**Try it:** Each line from the line containing "Expected: for each instance of the stone paved" through the last line of the entries is to be reproduced exactly as it stands.

Saved entries:
#####

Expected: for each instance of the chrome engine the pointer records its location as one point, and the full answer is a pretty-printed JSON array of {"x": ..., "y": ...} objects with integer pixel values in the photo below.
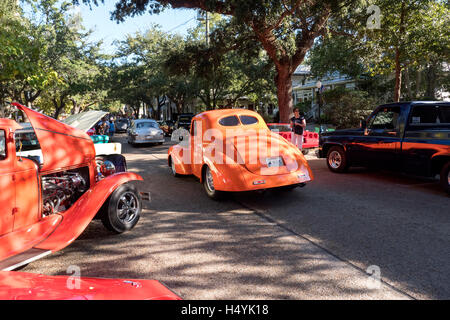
[{"x": 61, "y": 190}]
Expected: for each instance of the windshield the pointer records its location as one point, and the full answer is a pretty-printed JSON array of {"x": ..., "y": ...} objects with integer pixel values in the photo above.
[
  {"x": 26, "y": 140},
  {"x": 185, "y": 119},
  {"x": 146, "y": 125},
  {"x": 279, "y": 127}
]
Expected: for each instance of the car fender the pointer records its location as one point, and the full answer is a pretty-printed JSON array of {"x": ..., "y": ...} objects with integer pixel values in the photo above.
[
  {"x": 179, "y": 155},
  {"x": 226, "y": 176},
  {"x": 77, "y": 218},
  {"x": 329, "y": 144}
]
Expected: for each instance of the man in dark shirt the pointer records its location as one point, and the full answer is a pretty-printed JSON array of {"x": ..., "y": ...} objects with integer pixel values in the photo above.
[{"x": 298, "y": 124}]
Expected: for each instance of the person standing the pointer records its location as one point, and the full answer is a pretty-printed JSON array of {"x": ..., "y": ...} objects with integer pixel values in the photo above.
[{"x": 298, "y": 124}]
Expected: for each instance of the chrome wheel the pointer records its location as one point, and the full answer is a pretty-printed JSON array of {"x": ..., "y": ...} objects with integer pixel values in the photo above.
[
  {"x": 127, "y": 207},
  {"x": 209, "y": 180},
  {"x": 335, "y": 159}
]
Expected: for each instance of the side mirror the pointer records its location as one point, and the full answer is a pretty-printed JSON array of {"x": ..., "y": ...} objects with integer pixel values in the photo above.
[{"x": 363, "y": 124}]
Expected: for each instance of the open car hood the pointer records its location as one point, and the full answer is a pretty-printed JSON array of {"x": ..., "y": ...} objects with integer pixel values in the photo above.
[
  {"x": 85, "y": 120},
  {"x": 29, "y": 286},
  {"x": 62, "y": 146}
]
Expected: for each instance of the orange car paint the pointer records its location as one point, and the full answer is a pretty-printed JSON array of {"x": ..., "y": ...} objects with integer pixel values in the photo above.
[
  {"x": 22, "y": 225},
  {"x": 238, "y": 173}
]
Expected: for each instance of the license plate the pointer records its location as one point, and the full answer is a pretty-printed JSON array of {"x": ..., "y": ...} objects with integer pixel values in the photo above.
[{"x": 274, "y": 162}]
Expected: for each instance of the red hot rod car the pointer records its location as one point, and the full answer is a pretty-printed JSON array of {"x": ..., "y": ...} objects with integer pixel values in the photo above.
[{"x": 47, "y": 203}]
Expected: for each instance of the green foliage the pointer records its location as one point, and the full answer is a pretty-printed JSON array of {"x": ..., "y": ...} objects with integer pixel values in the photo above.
[
  {"x": 346, "y": 108},
  {"x": 413, "y": 38}
]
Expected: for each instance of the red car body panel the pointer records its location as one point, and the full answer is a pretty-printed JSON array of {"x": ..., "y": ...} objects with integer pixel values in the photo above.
[
  {"x": 26, "y": 238},
  {"x": 28, "y": 286},
  {"x": 55, "y": 137},
  {"x": 77, "y": 218}
]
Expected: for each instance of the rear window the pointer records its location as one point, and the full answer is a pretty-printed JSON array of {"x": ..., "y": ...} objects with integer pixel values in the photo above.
[
  {"x": 430, "y": 115},
  {"x": 280, "y": 127},
  {"x": 26, "y": 140},
  {"x": 146, "y": 125},
  {"x": 230, "y": 121},
  {"x": 248, "y": 120}
]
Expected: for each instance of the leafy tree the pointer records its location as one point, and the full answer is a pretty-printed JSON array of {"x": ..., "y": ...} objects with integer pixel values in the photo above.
[
  {"x": 413, "y": 35},
  {"x": 285, "y": 29}
]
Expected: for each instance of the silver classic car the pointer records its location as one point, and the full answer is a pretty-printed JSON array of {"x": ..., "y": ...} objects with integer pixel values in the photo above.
[{"x": 145, "y": 131}]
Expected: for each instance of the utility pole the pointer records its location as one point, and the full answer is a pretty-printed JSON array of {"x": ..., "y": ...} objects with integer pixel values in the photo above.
[
  {"x": 207, "y": 28},
  {"x": 205, "y": 17}
]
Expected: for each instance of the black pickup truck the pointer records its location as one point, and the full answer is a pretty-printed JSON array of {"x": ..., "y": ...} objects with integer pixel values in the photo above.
[{"x": 411, "y": 137}]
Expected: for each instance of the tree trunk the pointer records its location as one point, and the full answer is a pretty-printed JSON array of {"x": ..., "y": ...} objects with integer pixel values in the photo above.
[
  {"x": 408, "y": 84},
  {"x": 283, "y": 81},
  {"x": 398, "y": 76},
  {"x": 398, "y": 66},
  {"x": 431, "y": 81},
  {"x": 418, "y": 82}
]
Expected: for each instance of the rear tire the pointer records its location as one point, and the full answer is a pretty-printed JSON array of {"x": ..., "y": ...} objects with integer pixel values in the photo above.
[
  {"x": 445, "y": 177},
  {"x": 208, "y": 184},
  {"x": 337, "y": 160},
  {"x": 122, "y": 210}
]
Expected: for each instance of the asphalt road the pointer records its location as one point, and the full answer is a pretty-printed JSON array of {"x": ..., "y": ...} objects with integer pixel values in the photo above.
[{"x": 319, "y": 242}]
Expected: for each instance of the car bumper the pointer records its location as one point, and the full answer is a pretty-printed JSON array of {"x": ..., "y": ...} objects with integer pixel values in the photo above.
[
  {"x": 155, "y": 139},
  {"x": 249, "y": 181}
]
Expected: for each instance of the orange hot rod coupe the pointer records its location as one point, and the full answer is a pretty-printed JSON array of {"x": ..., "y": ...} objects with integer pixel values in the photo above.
[
  {"x": 47, "y": 203},
  {"x": 234, "y": 150}
]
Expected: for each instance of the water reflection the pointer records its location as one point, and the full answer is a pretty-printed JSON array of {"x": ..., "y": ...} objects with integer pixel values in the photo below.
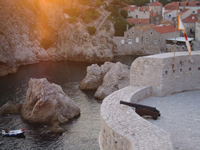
[{"x": 81, "y": 133}]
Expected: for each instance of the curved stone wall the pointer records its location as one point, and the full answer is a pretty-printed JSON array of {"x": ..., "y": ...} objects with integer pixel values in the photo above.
[
  {"x": 123, "y": 129},
  {"x": 159, "y": 75},
  {"x": 167, "y": 74}
]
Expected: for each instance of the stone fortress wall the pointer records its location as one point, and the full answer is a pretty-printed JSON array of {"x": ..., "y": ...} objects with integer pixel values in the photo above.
[{"x": 158, "y": 75}]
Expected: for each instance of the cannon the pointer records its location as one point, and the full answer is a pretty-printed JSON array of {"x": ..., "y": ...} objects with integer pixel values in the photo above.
[{"x": 143, "y": 110}]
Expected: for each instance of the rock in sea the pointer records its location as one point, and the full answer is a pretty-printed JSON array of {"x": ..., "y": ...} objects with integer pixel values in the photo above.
[{"x": 46, "y": 103}]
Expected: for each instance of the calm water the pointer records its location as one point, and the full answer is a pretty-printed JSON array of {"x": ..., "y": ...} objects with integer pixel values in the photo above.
[{"x": 81, "y": 133}]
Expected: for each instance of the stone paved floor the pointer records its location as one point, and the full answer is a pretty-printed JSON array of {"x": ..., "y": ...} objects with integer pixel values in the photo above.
[{"x": 180, "y": 116}]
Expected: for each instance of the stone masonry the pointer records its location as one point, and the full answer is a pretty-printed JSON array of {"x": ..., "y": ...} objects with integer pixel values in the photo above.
[{"x": 159, "y": 75}]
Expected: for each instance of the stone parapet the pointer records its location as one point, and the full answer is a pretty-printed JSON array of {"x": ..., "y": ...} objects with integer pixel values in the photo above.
[
  {"x": 123, "y": 129},
  {"x": 167, "y": 74},
  {"x": 159, "y": 75}
]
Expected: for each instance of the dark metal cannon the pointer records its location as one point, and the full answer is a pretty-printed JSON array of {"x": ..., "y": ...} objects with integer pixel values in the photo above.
[{"x": 143, "y": 110}]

#####

**Task solution:**
Expected: for each instance of the stone paved floor the pointer records its location as one point, and the full answer is a pretty-printed JSON array of {"x": ..., "y": ...} objects with integer pixel values in the photo above.
[{"x": 180, "y": 116}]
Expected: for each instance of the stone masonry the pointer records its location as one point, and the full answer is a pretty-printed JSON array of {"x": ..., "y": ...} objects with integer pixel values in the photo above.
[{"x": 159, "y": 75}]
Expected: for each instance of the stone parapet the pointer records its location as one point, and the full answer is a pretty-printed JSON array of {"x": ..., "y": ...} objects with integer pixel values in the photo above.
[
  {"x": 123, "y": 129},
  {"x": 167, "y": 74},
  {"x": 159, "y": 75}
]
Expected: for each instance of the dark metal cannon the pointer records its location as one point, and the full answer is a pretty-printed JSON array of {"x": ..., "y": ...} objects with integer pixel values in the photo above.
[{"x": 143, "y": 110}]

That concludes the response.